** Opening Text block block **

How a Jeweler Lost $1.6M in Less than 24 Hours
Joyce’s Jewelry in Uniontown, Pennsylvania, is suing PNC Bank after cybercriminals emptied its accounts through a series of wire transfers.

The retailer filed the lawsuit in October accusing PNC Bank of failing to keep its money safe. The Pittsburgh Post-Gazette covered the suit in a story published Monday.
The theft took place on the afternoon of May 12, 2022.
According to court documents filed in U.S. District Court in Pittsburgh, a jewelry store employee accidentally logged into a phony website made to look like PNC Bank’s website.
She noticed the website wasn’t loading properly and called the customer service number she found on the spoofed webpage. She was advised to be patient as the website was slow that day, something she said PNC had told her before, court documents state.
Soon after, the store’s internet service went down. Then the employee and Joyce’s Jewelry CEO Brandon Katzeff experienced a “subscription attack,” meaning they started receiving hundreds of emails every hour making it difficult to tell which are genuine.
That night, PNC sent Katzeff an email, alerting him to “two small but suspicious charges” on one of the store’s credit cards. He called PNC’s fraud prevention service line and canceled the credit card.

** Closing Text block block **
** Opening Data for analysis block **

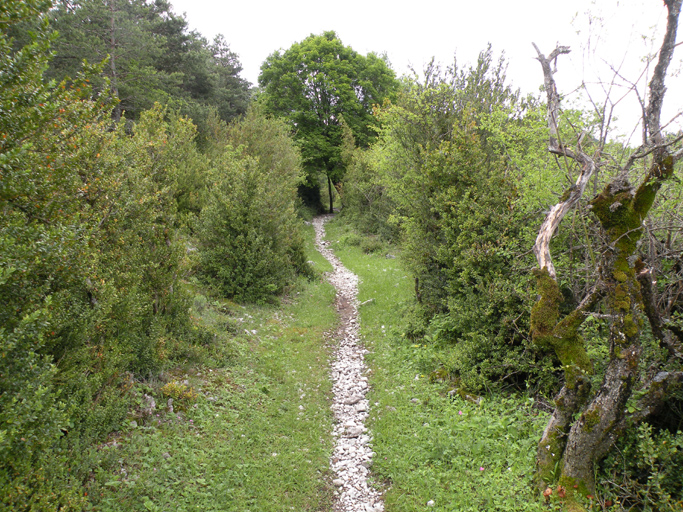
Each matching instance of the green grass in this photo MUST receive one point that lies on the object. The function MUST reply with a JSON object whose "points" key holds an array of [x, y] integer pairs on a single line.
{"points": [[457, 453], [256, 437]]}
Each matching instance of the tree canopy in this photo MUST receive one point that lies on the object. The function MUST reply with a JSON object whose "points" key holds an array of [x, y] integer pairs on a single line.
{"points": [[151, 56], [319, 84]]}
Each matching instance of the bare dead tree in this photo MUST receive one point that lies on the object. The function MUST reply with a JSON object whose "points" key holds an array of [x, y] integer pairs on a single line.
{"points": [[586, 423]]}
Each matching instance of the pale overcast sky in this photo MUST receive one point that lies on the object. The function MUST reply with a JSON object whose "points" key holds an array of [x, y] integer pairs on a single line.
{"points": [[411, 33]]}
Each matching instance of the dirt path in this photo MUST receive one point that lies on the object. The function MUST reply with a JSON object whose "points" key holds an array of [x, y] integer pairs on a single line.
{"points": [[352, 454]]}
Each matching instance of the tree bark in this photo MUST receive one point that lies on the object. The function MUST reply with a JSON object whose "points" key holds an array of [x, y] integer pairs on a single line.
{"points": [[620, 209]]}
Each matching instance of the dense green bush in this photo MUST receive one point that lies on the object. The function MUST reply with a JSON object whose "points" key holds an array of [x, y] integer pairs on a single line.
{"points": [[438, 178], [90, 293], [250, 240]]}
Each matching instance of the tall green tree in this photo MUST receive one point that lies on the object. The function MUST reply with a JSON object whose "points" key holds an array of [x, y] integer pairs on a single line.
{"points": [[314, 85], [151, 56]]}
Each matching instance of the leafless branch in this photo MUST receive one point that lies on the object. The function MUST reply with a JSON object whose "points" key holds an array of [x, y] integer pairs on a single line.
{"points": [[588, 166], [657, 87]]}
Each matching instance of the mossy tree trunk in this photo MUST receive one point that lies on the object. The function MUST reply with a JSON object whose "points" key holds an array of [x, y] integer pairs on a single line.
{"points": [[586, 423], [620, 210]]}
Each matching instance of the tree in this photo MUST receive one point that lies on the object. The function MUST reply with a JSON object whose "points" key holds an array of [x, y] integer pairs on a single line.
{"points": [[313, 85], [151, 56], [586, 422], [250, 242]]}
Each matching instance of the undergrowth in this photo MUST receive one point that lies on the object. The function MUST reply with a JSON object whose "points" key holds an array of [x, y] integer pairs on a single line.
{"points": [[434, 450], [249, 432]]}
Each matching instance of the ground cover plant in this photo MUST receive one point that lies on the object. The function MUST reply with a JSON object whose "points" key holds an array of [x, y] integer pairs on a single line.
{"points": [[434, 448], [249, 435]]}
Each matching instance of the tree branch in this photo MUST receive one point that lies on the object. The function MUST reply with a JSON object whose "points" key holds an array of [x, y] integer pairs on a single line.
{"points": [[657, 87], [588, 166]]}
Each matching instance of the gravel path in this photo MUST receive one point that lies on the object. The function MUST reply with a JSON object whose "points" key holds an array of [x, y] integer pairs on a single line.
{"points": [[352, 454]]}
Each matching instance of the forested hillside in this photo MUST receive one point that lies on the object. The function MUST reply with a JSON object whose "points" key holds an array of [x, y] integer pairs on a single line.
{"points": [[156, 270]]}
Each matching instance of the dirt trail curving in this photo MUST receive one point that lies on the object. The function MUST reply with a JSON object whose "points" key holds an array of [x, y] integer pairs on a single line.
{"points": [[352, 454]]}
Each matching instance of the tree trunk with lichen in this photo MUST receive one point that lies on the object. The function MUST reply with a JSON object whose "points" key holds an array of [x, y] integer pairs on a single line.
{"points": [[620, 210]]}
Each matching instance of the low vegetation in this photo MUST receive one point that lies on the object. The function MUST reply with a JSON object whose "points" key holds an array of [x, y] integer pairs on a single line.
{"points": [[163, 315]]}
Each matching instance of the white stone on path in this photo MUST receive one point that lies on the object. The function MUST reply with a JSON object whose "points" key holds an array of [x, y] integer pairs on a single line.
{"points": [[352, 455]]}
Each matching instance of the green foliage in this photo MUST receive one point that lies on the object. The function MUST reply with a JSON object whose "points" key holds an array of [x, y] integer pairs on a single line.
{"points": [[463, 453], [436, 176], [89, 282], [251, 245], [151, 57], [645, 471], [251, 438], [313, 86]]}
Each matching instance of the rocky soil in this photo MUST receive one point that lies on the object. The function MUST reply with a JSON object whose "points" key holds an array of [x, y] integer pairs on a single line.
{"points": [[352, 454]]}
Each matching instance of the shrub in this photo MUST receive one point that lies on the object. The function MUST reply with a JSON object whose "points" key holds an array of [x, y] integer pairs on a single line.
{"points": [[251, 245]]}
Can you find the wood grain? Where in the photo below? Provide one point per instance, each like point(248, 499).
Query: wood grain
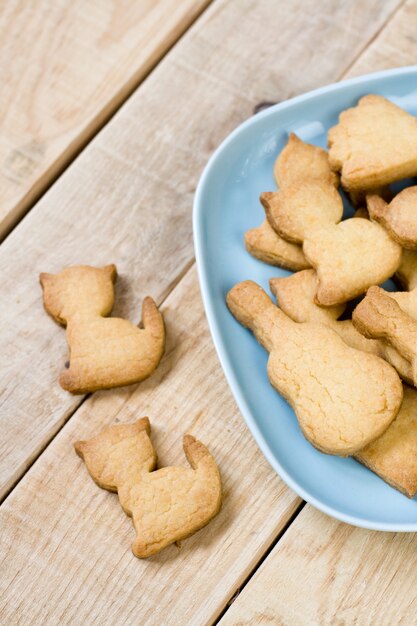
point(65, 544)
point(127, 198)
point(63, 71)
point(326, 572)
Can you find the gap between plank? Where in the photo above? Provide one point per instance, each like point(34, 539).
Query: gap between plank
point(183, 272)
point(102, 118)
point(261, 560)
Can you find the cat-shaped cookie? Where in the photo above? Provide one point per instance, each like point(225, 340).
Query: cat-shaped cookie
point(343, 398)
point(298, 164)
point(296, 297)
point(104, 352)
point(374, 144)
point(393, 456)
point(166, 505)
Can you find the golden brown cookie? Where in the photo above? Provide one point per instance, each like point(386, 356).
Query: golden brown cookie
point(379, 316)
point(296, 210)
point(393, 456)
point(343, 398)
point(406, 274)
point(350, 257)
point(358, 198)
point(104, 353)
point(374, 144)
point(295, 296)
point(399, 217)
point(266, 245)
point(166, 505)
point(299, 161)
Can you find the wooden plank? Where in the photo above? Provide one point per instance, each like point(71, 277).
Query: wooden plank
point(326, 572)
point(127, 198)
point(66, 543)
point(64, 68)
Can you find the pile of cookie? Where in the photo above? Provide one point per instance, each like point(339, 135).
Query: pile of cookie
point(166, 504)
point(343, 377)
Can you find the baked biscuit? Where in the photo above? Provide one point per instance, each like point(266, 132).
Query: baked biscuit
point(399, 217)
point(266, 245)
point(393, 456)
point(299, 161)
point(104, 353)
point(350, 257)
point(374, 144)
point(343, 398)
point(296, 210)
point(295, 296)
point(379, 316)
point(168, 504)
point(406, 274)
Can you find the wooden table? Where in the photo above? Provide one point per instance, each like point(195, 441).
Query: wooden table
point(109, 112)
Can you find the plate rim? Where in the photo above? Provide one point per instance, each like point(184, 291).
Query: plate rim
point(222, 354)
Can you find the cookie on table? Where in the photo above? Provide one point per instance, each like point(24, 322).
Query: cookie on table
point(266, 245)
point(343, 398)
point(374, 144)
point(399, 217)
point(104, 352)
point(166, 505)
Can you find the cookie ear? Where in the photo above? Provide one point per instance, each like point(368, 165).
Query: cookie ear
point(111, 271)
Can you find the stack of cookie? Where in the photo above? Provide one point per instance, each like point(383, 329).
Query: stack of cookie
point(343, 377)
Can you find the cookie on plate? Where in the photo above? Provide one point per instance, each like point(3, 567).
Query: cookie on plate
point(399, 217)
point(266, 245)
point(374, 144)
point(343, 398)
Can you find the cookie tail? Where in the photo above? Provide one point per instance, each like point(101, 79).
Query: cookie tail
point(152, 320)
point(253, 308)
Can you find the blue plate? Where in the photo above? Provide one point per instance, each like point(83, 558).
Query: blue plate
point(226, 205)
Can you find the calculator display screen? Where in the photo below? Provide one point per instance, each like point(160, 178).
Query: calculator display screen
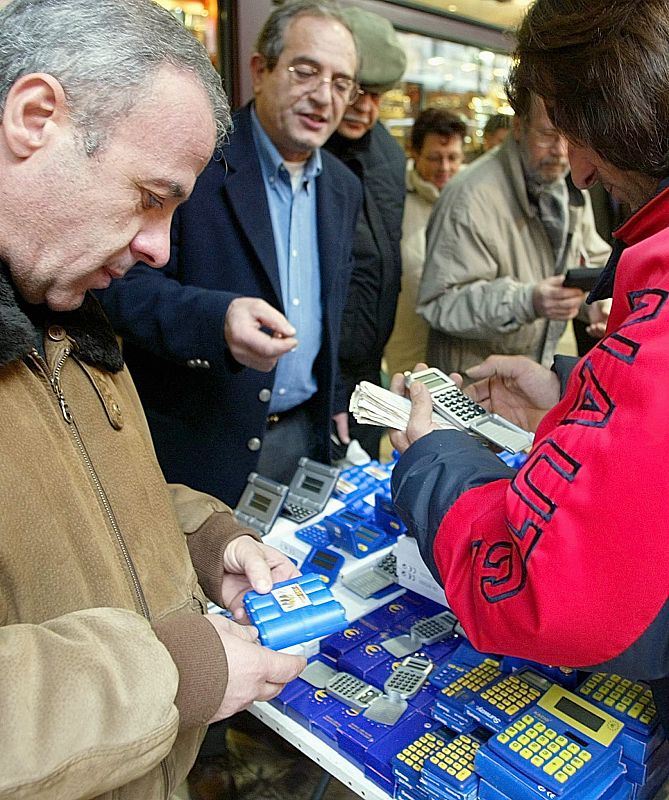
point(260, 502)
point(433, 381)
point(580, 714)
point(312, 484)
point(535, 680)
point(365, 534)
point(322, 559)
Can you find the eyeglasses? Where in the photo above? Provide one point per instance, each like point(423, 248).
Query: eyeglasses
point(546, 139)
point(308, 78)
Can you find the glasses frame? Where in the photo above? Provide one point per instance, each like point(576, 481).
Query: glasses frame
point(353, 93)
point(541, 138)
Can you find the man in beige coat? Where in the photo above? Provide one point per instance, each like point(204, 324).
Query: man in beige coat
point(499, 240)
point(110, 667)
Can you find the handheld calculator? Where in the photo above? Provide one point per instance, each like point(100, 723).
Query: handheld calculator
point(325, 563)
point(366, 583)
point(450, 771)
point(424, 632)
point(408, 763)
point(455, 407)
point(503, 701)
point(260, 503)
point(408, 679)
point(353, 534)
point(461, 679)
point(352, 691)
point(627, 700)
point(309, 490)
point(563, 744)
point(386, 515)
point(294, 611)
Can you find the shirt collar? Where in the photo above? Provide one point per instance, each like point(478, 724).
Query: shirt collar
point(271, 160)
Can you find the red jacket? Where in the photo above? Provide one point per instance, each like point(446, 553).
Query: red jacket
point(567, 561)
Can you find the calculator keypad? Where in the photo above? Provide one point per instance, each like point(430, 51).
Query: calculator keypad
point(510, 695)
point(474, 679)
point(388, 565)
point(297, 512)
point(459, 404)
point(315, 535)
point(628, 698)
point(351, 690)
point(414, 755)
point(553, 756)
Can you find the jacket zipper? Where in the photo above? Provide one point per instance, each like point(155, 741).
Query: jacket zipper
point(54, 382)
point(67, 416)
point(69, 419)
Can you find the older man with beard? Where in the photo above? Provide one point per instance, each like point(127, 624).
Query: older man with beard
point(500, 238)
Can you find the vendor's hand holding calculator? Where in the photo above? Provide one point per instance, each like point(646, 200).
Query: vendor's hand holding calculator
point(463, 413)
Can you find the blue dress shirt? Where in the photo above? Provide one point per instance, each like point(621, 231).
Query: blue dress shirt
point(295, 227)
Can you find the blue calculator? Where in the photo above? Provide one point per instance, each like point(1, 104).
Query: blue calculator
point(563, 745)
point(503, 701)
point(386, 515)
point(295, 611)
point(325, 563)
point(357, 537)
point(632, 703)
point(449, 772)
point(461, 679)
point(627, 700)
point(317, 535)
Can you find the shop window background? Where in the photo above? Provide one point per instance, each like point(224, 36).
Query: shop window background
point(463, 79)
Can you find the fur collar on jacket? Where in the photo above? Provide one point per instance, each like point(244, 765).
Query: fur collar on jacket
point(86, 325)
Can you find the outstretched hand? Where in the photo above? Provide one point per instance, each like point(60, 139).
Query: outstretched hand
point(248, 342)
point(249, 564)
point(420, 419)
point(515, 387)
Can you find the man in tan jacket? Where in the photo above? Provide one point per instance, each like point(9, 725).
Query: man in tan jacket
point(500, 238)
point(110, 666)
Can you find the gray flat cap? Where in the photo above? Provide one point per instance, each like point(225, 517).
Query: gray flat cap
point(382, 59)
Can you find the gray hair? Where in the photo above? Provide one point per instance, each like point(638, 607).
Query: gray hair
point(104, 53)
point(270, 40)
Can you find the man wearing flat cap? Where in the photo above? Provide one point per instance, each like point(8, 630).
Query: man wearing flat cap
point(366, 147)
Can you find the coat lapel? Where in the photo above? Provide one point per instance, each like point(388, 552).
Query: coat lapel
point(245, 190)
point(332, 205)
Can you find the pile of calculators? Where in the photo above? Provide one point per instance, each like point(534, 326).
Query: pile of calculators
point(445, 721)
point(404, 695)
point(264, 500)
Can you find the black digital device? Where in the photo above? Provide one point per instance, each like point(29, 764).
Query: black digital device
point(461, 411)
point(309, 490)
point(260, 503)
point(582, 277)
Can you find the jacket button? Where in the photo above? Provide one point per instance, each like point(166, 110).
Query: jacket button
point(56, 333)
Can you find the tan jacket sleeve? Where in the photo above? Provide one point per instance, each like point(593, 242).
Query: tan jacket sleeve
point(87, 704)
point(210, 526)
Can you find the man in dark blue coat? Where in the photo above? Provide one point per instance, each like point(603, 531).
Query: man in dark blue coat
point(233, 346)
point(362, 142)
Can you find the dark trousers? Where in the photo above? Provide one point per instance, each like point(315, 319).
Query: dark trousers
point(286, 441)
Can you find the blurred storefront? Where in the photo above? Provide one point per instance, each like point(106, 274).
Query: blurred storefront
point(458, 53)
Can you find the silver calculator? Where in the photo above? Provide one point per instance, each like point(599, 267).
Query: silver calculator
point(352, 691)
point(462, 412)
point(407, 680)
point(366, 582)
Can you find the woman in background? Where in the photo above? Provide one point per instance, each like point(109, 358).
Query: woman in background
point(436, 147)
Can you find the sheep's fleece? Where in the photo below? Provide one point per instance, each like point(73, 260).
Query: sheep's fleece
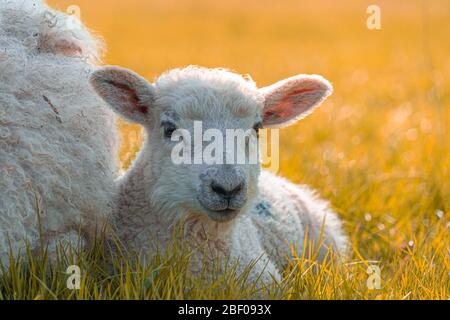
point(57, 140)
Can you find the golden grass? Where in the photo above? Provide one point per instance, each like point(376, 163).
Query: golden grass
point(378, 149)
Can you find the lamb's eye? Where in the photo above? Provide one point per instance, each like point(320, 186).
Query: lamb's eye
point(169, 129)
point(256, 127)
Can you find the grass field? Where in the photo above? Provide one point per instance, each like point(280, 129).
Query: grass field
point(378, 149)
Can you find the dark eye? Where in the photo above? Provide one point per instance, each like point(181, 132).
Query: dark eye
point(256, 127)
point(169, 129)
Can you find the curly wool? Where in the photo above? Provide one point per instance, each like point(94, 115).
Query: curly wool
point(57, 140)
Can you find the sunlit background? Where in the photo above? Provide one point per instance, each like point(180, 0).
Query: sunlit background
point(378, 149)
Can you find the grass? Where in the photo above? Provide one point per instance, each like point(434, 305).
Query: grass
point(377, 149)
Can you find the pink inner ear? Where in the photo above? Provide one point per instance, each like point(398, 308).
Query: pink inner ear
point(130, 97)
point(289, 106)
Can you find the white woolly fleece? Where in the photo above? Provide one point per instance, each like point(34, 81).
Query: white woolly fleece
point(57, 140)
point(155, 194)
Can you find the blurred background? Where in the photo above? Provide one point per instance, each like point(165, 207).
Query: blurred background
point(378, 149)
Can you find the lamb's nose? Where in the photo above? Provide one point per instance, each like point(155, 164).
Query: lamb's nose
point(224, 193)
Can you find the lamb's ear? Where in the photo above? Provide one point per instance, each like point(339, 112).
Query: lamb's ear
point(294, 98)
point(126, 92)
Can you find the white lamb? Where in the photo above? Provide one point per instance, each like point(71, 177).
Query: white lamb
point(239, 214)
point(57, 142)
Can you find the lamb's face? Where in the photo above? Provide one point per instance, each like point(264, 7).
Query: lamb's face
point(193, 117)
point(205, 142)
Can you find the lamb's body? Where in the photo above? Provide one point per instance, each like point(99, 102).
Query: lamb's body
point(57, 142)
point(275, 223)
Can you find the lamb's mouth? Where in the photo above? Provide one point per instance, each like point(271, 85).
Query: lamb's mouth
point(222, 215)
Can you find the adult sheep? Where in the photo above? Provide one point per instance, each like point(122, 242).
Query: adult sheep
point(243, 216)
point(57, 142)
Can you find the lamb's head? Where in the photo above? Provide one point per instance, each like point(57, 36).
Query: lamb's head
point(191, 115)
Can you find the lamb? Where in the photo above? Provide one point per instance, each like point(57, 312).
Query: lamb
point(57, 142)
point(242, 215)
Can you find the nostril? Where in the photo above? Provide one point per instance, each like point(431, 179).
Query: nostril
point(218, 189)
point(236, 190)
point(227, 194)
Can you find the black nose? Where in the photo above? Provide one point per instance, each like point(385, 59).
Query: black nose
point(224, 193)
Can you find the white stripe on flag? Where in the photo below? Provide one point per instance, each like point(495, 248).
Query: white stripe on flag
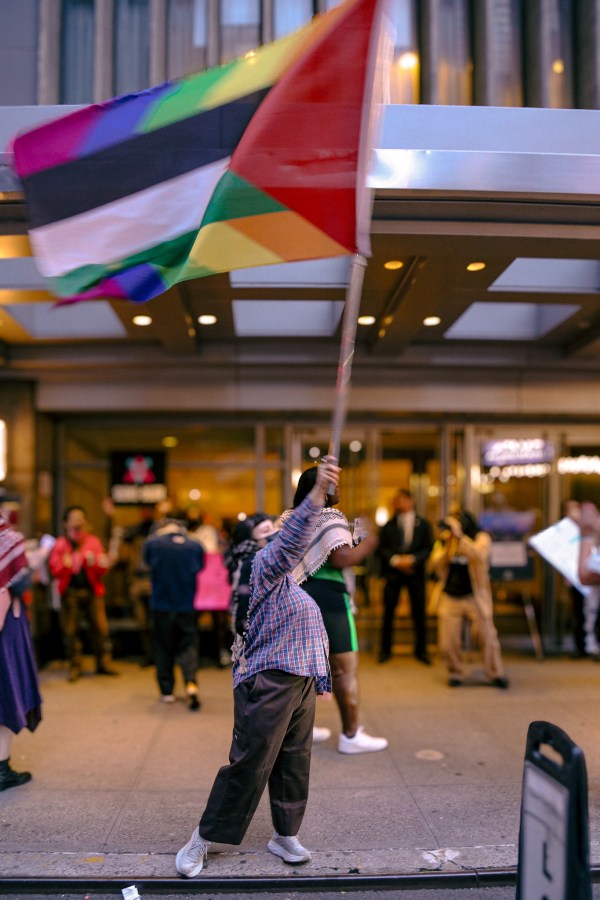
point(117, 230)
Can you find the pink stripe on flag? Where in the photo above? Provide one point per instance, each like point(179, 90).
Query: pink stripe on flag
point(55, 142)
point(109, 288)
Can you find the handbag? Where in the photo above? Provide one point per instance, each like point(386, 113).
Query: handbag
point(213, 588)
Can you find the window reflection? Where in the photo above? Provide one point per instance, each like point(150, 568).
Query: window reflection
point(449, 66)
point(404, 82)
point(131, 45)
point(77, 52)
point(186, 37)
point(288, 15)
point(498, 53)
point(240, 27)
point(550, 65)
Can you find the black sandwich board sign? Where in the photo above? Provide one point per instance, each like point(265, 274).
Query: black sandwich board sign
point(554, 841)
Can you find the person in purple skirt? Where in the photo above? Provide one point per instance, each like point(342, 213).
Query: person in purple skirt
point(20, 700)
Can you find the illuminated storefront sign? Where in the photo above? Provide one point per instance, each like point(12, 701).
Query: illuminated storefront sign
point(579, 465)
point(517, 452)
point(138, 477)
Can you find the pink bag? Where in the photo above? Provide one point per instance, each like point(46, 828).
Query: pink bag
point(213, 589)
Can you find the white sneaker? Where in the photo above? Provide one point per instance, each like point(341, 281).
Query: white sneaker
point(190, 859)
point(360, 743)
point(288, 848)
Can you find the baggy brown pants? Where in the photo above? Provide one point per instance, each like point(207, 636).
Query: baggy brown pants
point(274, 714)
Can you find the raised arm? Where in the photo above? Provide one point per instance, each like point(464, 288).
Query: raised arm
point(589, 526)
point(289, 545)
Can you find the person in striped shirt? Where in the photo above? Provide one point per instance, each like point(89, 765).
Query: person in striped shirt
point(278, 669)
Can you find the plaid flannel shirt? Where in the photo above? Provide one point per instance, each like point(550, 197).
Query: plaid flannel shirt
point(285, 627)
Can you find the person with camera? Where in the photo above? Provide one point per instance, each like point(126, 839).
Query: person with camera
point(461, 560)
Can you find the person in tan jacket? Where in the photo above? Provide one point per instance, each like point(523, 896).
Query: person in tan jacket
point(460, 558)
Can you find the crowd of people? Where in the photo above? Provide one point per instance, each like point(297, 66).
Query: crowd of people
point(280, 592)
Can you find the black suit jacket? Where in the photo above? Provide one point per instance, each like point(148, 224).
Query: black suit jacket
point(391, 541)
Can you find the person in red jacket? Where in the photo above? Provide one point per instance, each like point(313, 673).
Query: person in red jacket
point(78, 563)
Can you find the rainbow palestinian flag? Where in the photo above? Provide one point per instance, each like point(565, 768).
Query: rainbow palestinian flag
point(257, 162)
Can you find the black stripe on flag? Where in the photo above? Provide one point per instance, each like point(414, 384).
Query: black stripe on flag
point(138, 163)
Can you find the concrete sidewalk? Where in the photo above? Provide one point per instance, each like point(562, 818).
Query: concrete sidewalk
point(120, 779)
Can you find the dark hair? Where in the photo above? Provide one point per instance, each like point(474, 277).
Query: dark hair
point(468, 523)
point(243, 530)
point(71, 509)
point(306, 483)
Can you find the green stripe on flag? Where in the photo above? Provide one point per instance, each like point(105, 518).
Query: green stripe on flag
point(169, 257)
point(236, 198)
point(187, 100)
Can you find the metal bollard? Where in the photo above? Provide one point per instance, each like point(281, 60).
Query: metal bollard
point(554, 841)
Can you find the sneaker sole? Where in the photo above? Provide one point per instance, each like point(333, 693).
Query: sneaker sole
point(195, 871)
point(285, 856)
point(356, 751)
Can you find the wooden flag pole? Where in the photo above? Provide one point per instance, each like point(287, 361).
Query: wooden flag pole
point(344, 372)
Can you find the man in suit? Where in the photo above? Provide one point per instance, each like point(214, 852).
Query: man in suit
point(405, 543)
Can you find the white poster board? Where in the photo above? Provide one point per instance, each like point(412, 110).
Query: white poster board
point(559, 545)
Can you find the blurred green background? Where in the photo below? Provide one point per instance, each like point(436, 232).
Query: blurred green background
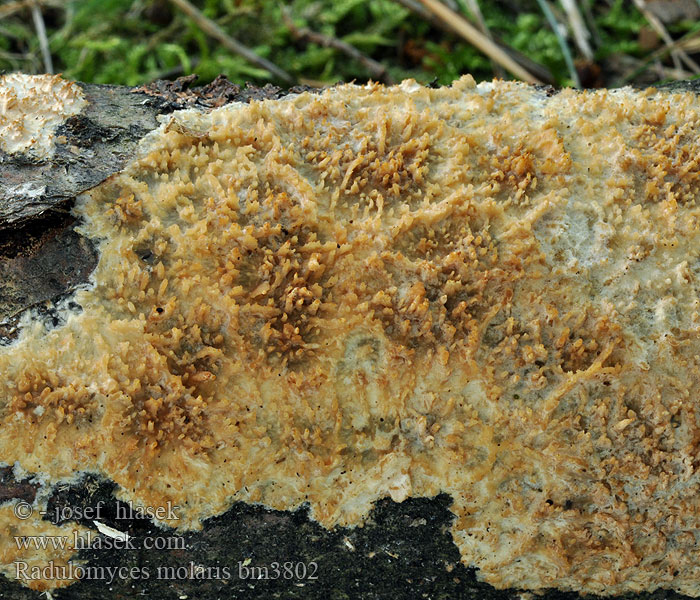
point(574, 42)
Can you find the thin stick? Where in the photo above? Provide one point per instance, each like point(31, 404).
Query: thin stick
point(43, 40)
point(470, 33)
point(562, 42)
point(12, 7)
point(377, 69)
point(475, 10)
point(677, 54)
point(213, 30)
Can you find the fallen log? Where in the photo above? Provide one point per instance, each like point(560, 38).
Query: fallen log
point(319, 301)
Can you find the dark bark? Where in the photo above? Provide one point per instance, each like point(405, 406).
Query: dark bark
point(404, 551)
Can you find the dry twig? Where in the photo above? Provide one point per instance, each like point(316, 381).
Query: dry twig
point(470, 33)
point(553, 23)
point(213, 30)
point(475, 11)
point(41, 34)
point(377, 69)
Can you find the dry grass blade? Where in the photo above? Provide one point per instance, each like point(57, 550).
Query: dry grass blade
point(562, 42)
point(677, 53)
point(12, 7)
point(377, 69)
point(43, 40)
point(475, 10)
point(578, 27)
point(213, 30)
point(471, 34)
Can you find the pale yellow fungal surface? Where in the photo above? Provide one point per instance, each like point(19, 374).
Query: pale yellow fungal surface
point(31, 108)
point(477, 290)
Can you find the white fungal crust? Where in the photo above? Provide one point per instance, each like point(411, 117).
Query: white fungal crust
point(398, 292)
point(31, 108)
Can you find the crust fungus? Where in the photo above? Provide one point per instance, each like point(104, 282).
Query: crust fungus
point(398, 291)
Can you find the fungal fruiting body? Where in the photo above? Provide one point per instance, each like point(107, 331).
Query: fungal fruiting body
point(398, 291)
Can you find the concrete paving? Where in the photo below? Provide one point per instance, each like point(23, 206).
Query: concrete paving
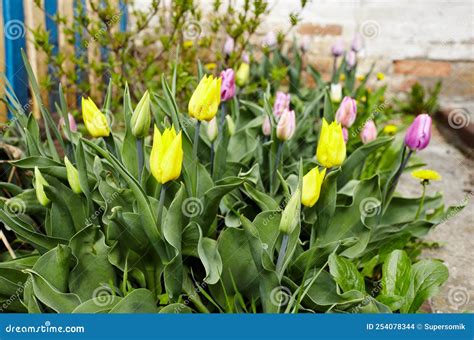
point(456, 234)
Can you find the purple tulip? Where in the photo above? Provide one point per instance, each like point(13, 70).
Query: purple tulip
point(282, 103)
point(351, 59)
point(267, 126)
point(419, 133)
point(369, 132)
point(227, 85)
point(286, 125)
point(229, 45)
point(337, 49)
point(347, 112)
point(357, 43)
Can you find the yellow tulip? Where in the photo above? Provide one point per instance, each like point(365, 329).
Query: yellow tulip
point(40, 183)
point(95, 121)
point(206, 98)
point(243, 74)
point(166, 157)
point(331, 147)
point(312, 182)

** Closing Data for analysis block **

*Requirement*:
Answer these questions from the article about the jeweler's $1.6M loss:
1. On what date did the theft take place?
2. In which court were the court documents filed?
3. What did PNC's email alert Katzeff to that night?

*Result*:
1. The afternoon of May 12, 2022.
2. U.S. District Court in Pittsburgh.
3. Two small but suspicious charges on one of the store's credit cards.